- [Data records]

########################################

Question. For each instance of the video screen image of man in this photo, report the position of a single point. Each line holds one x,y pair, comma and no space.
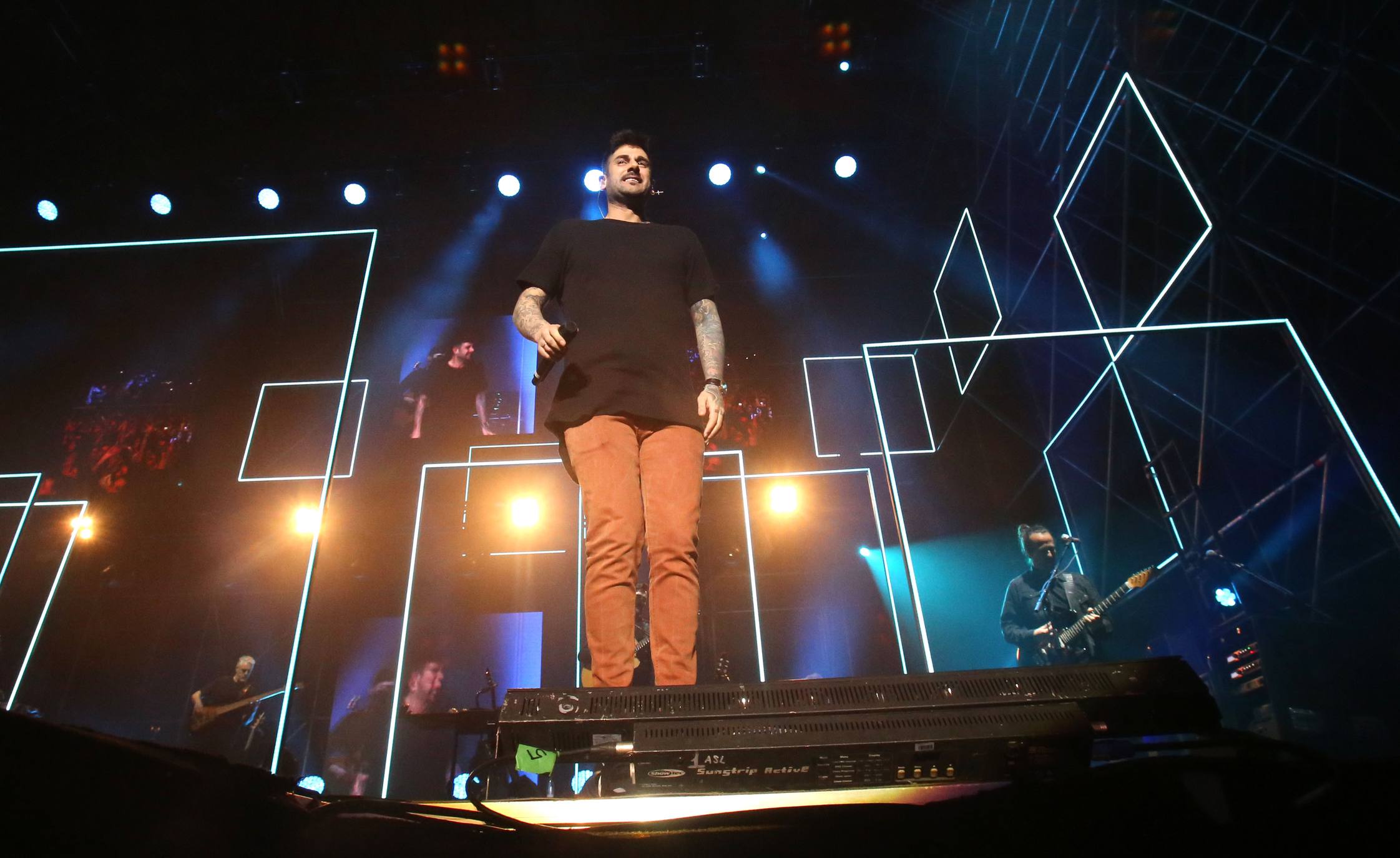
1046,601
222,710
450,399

########################################

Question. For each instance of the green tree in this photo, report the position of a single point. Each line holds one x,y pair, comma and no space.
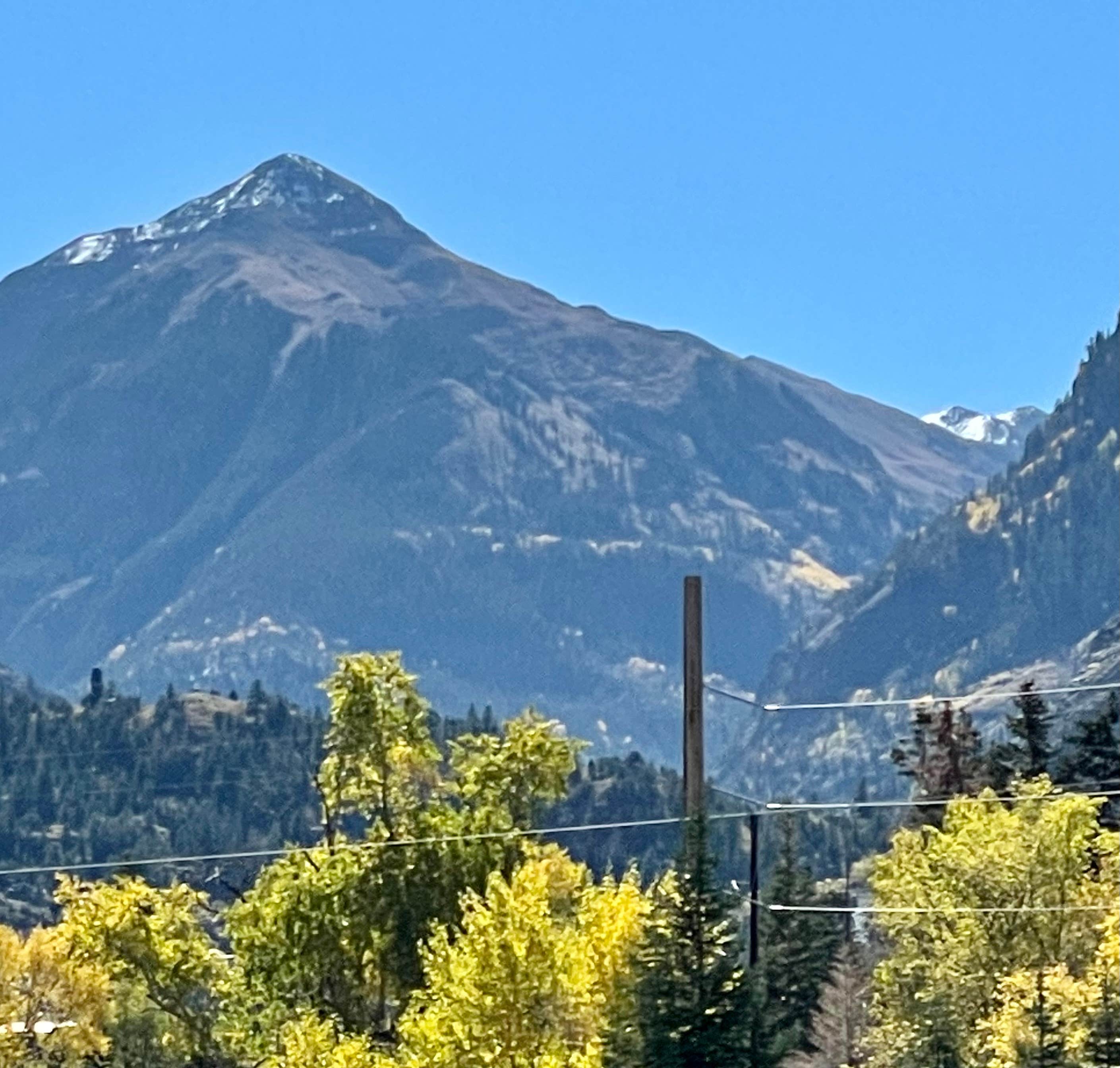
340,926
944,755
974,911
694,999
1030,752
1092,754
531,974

########################################

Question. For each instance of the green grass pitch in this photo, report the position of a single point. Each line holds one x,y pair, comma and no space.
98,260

########################################

- [What you will do] Which lines in the records above contain the word "green"? Copy out each of those lines.

- [Result for this task]
Question. For each instance of the green tree in this photo, report the position of a single point. Each line holds one x,y pair, comma and no space.
Question. For each instance of the green grass pitch in this photo, report the position of a single point. Each line holds one x,y pair, comma and no space.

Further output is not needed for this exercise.